Task requirements: Take the entries below and print all of them exactly, please.

(Point labeling examples)
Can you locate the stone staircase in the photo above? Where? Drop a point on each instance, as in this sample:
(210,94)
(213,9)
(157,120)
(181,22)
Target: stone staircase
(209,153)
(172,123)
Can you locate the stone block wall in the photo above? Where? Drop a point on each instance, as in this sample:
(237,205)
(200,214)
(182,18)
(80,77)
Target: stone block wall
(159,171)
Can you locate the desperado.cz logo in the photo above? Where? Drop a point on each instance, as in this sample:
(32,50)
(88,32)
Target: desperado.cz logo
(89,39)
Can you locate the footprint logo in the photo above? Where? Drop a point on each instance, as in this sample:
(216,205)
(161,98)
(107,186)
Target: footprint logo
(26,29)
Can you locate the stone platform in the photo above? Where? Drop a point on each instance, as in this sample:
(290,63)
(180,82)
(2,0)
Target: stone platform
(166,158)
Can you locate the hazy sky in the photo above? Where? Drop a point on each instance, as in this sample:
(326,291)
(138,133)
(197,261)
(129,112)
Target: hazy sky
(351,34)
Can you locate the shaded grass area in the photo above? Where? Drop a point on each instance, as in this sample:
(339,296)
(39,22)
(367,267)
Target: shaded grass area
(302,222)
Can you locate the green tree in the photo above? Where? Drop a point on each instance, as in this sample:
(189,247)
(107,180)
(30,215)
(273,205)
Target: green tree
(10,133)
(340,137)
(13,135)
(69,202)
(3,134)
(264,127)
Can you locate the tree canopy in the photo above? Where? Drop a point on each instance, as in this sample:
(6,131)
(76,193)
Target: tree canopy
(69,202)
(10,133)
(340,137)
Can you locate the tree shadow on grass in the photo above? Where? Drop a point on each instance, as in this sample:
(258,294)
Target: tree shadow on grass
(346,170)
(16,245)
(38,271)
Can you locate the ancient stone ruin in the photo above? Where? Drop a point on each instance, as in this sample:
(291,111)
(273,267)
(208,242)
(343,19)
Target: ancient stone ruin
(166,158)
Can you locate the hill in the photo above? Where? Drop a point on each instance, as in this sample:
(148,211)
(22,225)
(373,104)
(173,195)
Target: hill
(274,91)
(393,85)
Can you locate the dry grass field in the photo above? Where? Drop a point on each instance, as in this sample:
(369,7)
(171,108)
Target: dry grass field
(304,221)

Result for this exercise:
Can you locate the stone staircase in the photo above? Where? Drop a point on each instance, as in this sample:
(210,94)
(213,9)
(157,120)
(181,22)
Target: stone staircase
(209,153)
(172,123)
Can you locate the stone block wall in the photo above? Where? Drop a point on each instance, as in this sample:
(237,205)
(200,214)
(182,18)
(80,77)
Target: stone block wall
(159,171)
Can you locate the desperado.cz logo in the photo above? Where? Drop a point on each instance, as in this sample:
(32,50)
(88,32)
Target: desperado.cz logo
(89,39)
Can you locate the footprint logo in the photo above? Where? Drop a point on each instance, as in this sample:
(216,205)
(161,98)
(107,186)
Target: footprint logo
(26,29)
Can you locate the stone platform in the photo above? Where? Drop a point on each instance, as in this sample:
(290,63)
(180,82)
(2,0)
Target: stone platform
(166,158)
Can you locate the hazy sky in the photo above? Where? Drop a point on each instance, as in this sample:
(326,291)
(138,133)
(197,261)
(129,112)
Target: hazy sky
(351,34)
Can you locate the shaded grass area in the photo above? Where? Drop a point on each instance, as in this sample:
(339,296)
(39,22)
(367,267)
Target: shaded grass area
(302,222)
Can you locate the green tree in the photo above? Where? Drop a point on each instance, as in this sample:
(189,247)
(107,180)
(30,215)
(273,205)
Target: green tree
(10,133)
(340,137)
(13,135)
(69,202)
(3,134)
(264,127)
Can you locate the tree canopy in the photo above? Where? Drop a point on each instance, as in this sample:
(6,131)
(76,193)
Target: tree canopy
(69,202)
(10,133)
(340,137)
Can you locate the tree shadow on grass in the photo above? Where? Drop a point on each instance, as in this sample:
(258,294)
Target: tree shadow on grass
(346,170)
(16,245)
(38,271)
Can you locate the ancient stone ruin in the photo above? Where? Drop a point on each instance, as in this sample:
(291,111)
(273,267)
(208,242)
(343,19)
Target: ancient stone ruin
(166,158)
Can you locate the hill in the photo above? Where? Drop a point on each instance, as in this sample:
(148,211)
(22,225)
(373,104)
(173,195)
Target: hill
(274,91)
(393,85)
Can you locate the dry grass field in the photo above? Where? Drop a point on each instance, as in this sample:
(369,7)
(171,108)
Target: dry grass field
(304,221)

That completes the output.